Extract provided

######

Description:

This notebook goes through the assessment of spacers shared across CRISPR loci

Before running this notebook:

run the Setup notebook

User-defined variables



In [1]:

    
# directory where you want the spacer blasting to be done
## CHANGE THIS!
workDir = "/home/nyoungb2/t/CLdb_Ecoli/spacers_shared/"

Init



In [2]:

    
import os
from IPython.display import FileLinks
%load_ext rpy2.ipython



In [13]:

    
%%R
library(dplyr)
library(tidyr)
library(ggplot2)









    





Attaching package: ‘dplyr’

The following objects are masked from ‘package:stats’:

    filter, lag

The following objects are masked from ‘package:base’:

    intersect, setdiff, setequal, union



In [3]:

    
if not os.path.isdir(workDir):
    os.makedirs(workDir)



In [4]:

    
# checking that CLdb is in $PATH & ~/.CLdb config file is set up
!CLdb --config-params









    



#-- Config params --#
DATABASE = /home/nyoungb2/t/CLdb_Ecoli/CLdb.sqlite

Spacers-shared table



In [5]:

    
!cd $workDir; \
    CLdb -- spacersShared -h









    



Usage:
    spacersShared.pl [flags] > shared.txt

  Required flags:
    -database <char>
        CLdb database.

######

Labeled-object pointing data
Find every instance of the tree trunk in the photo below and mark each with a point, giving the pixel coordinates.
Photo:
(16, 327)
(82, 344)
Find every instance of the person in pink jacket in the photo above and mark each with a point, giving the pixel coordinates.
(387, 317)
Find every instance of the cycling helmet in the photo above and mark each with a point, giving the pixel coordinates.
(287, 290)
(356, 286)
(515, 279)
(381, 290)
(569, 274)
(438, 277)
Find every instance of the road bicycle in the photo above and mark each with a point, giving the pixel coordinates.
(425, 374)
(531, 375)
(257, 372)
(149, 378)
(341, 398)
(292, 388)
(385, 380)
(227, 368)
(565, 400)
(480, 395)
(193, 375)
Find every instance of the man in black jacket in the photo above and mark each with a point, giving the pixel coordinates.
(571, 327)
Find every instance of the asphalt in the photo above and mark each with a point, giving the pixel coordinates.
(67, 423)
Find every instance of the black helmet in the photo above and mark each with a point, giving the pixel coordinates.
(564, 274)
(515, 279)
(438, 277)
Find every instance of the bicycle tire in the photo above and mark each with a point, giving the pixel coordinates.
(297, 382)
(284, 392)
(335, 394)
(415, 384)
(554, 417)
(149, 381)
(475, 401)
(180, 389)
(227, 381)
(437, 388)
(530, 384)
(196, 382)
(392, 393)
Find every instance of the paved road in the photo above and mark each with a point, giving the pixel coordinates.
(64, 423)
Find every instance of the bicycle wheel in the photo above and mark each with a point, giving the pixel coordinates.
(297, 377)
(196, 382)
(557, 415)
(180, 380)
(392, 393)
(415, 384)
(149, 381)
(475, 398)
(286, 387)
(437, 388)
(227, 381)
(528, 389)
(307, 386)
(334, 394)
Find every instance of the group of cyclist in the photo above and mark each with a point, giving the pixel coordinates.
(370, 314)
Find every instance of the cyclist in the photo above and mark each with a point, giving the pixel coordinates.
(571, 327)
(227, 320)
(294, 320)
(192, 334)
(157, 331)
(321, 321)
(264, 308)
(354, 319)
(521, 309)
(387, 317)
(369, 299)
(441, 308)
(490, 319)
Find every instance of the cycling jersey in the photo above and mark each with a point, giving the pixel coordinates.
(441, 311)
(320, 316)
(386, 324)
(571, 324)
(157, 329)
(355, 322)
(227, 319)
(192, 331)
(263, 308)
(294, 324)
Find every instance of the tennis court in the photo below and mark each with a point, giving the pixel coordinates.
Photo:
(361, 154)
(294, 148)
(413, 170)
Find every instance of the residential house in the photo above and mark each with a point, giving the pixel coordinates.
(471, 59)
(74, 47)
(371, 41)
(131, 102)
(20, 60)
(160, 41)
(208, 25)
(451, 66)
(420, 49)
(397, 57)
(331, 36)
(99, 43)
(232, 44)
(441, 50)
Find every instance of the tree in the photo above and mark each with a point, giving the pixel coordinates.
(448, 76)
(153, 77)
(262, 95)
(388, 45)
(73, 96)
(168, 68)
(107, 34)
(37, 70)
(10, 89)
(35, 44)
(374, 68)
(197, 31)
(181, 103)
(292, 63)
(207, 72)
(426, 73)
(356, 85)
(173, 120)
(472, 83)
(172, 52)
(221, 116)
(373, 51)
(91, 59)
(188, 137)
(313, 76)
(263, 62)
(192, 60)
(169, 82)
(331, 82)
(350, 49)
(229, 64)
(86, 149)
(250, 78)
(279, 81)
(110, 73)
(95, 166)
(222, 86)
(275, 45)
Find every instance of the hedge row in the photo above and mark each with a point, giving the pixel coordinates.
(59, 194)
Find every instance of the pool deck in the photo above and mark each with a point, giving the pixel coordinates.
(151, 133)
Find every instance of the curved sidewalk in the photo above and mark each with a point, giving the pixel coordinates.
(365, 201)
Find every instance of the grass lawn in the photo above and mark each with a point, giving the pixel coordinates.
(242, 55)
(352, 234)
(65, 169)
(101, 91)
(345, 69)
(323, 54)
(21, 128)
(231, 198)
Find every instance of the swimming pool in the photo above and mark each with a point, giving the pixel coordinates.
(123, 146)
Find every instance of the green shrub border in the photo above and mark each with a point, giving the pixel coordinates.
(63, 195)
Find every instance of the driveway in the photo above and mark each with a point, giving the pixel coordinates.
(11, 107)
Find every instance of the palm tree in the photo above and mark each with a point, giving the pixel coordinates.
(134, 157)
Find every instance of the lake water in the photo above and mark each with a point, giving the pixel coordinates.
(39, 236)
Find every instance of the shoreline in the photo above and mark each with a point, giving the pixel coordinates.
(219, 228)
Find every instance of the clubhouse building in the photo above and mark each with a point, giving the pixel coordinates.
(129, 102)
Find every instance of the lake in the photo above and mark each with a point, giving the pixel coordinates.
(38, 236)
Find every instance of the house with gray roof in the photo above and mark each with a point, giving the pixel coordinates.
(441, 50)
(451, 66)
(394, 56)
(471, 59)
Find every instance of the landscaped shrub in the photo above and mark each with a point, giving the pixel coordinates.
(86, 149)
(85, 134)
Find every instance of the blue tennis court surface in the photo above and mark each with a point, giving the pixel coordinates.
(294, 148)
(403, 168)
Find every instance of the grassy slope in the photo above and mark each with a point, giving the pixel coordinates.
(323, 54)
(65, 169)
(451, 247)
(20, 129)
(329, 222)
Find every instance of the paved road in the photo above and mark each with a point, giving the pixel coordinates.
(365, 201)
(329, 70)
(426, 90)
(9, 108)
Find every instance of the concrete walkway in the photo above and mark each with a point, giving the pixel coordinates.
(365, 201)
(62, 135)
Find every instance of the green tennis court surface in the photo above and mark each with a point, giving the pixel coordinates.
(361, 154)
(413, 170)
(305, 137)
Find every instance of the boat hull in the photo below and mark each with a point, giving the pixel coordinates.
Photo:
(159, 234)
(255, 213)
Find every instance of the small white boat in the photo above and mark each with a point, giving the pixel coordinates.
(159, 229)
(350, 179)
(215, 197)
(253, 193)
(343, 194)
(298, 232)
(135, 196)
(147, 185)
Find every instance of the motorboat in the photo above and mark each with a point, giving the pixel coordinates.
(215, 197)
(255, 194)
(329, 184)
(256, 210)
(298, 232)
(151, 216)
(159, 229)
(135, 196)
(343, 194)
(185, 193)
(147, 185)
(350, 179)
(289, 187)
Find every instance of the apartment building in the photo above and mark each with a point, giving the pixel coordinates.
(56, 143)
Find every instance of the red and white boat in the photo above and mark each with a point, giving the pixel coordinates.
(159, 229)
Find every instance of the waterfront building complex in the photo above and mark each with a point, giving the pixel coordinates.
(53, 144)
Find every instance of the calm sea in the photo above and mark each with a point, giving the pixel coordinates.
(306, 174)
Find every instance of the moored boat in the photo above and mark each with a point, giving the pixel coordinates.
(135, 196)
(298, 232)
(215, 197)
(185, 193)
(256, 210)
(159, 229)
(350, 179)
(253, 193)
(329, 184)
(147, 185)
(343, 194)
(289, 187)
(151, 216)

######

What is asked
• A. Duplicate the part of the CLdb notebook starting with "filter, lag" and going on through "os.makedirs(workDir)".
• B. According to the CLdb notebook, what database path does the config-params check report?
• C. Write the next part of the CLdb spacers-shared notebook, picking up after its last line.

Written responses
• A.
filter, lag

The following objects are masked from ‘package:base’:

    intersect, setdiff, setequal, union



In [3]:

    
if not os.path.isdir(workDir):
    os.makedirs(workDir)

• B. /home/nyoungb2/t/CLdb_Ecoli/CLdb.sqlite

• C.
  Optional flags:
    -subtype <bool>
        Group count data by subtype? [FALSE]

    -id <bool>
        Group count data by taxon_id? [FALSE]

    -name <bool>
        Group count data by taxon_name? [FALSE]

    -locus <bool>
        Group count data by locus_id? [FALSE]

    -cutoff <float>
        Which Spacer/DR clustering cutoffs to summarize? [1]

    -long <bool>
        Write long form of table instead of wide format.

    -sep <char>
        The separator for delimiting group IDs (e.g., subtype or taxon_name)

    -verbose <bool>
        Verbose output. [FALSE]

    -help <bool>
        This help message

  For more information:
    CLdb_perldoc spacersShared.pl

Lets try the default table



In [9]:

    
!cd $workDir; \
    CLdb -- spacersShared | head









    



Spacer_cluster	Total
0	3
1	3
10	1
11	3
12	1
13	3
14	1
15	3
16	1

The first column is the cluster that the spacer sequence belongs to.
- By default ('-cutoff'), the clusters are at 100% sequence identity ('unique' spacer sequences)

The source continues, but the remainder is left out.